LIST OF TASKS:
(a) Extract from the passage on age at menopause the text from "Using this data, Appiah" up to and including "longer reproductive life span.".
(b) Answer these questions using the passage on age at menopause:
(i) Which agency conducts the NHANES?
(ii) How many women did Appiah analyze?
(iii) Which two factors were associated with reaching natural menopause at a later age?
(c) Continue the passage on age at menopause after its last sentence.

EXCERPT:
BEGIN
Appiah said many of the previous studies are outdated and used data from shorter time periods such as 1910-1950. None of these studies investigate the link between age at menopause and the development of metabolic health issues. They also failed to address factors that may cause a woman to enter menopause earlier in her life.
To collect data for his study, Appiah used successive surveys spanning the 1959-1962 National Health Examination Survey I (NHES I) through the National Health and Nutrition Examination Survey (NHANES) for 2017-2018. The NHANES is a biennial survey conducted by the Centers of Disease Control and Prevention to generally evaluate the health of children and adults in the U.S. In addition to providing a significantly larger sample size, the NHANES provides a cross-sectional sample of the non-institutionalized U.S. adult population. It includes a detailed demographic and behavioral questionnaire, a physical examination, laboratory testing and a list of all prescription medications used by the respondent.
Using this data, Appiah was able to analyze 7,773 women aged 40 to 74 years at the time of the survey and who had reached natural menopause. From the 1959-1962 NHES I to the 2015-2018 NHANES, the mean age at which women reached natural menopause increased from 48.4 years to 49.9 years and the mean age at menarche fell from 13.5 years to 12.7 years. This resulted in an increase of the mean reproductive life span from 35.0 years to 37.1 years.
In multivariable adjusted models Appiah saw that race and ethnicity (Black and Hispanic), poverty, current and former smoking status and hormone therapy use were associated with earlier age at natural menopause and a shorter reproductive life span. Factors such as more years of education and use of oral contraceptives were associated with women who reached natural menopause at a later age and had longer reproductive life span.
END
DATA RECORDS:
BEGIN
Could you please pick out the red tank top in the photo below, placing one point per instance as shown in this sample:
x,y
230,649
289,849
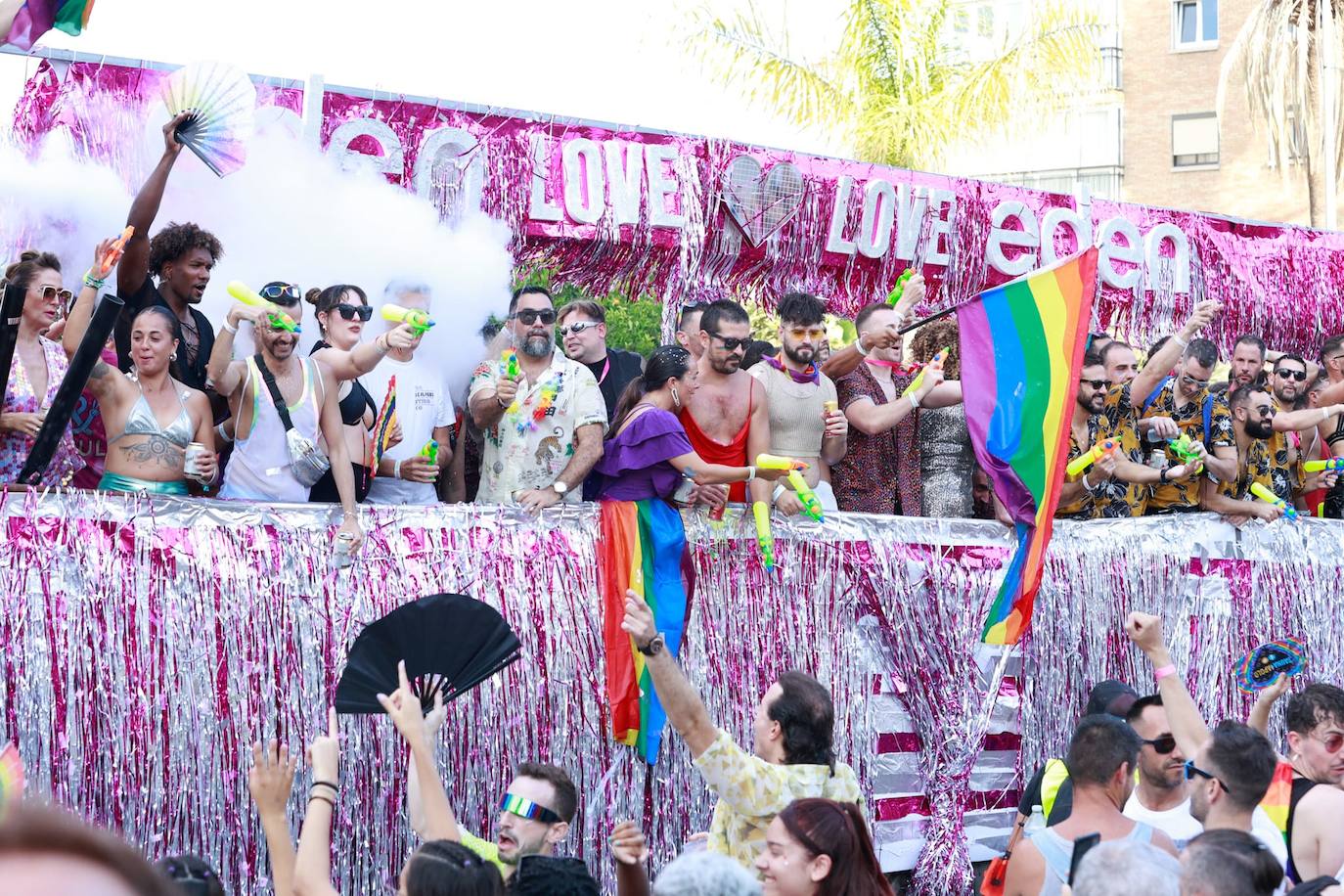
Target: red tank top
x,y
732,454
END
ANSWERS TO THIS EXERCISE:
(a)
Using this data, Appiah was able to analyze 7,773 women aged 40 to 74 years at the time of the survey and who had reached natural menopause. From the 1959-1962 NHES I to the 2015-2018 NHANES, the mean age at which women reached natural menopause increased from 48.4 years to 49.9 years and the mean age at menarche fell from 13.5 years to 12.7 years. This resulted in an increase of the mean reproductive life span from 35.0 years to 37.1 years.
In multivariable adjusted models Appiah saw that race and ethnicity (Black and Hispanic), poverty, current and former smoking status and hormone therapy use were associated with earlier age at natural menopause and a shorter reproductive life span. Factors such as more years of education and use of oral contraceptives were associated with women who reached natural menopause at a later age and had longer reproductive life span.

(b)
(i) The Centers of Disease Control and Prevention
(ii) 7,773
(iii) More years of education and use of oral contraceptives

(c)
Appiah said other factors not assessed in their study such as lifestyle and behavior factors, improved access to health care, nutrition, obesity and environmental factors may be related to the increasing trends in age at natural menopause and reproductive life span.
In past research, Appiah has shown that menopause is associated with metabolic conditions, which also influence the development of certain diseases. More importantly, he said, his work has shown that researchers tend to be more concerned about the age at which women reach menopause when they actually need to identify factors that are causing women to reach menopause at an earlier age because those factors tend to be more important.
"This study was to give some empirical evidence to some of my past studies, but then for future studies, I'm still looking at how age and menopause is associated with cardiac structure and function, for instance, how the heart beats, how the heart becomes bigger with age," Appiah said. "This paper has given perspective to some of my past work, and it's also given some direction to my future work, whereby I'll look at whether age at natural menopause and length of reproductive life span is a marker for overall health in women."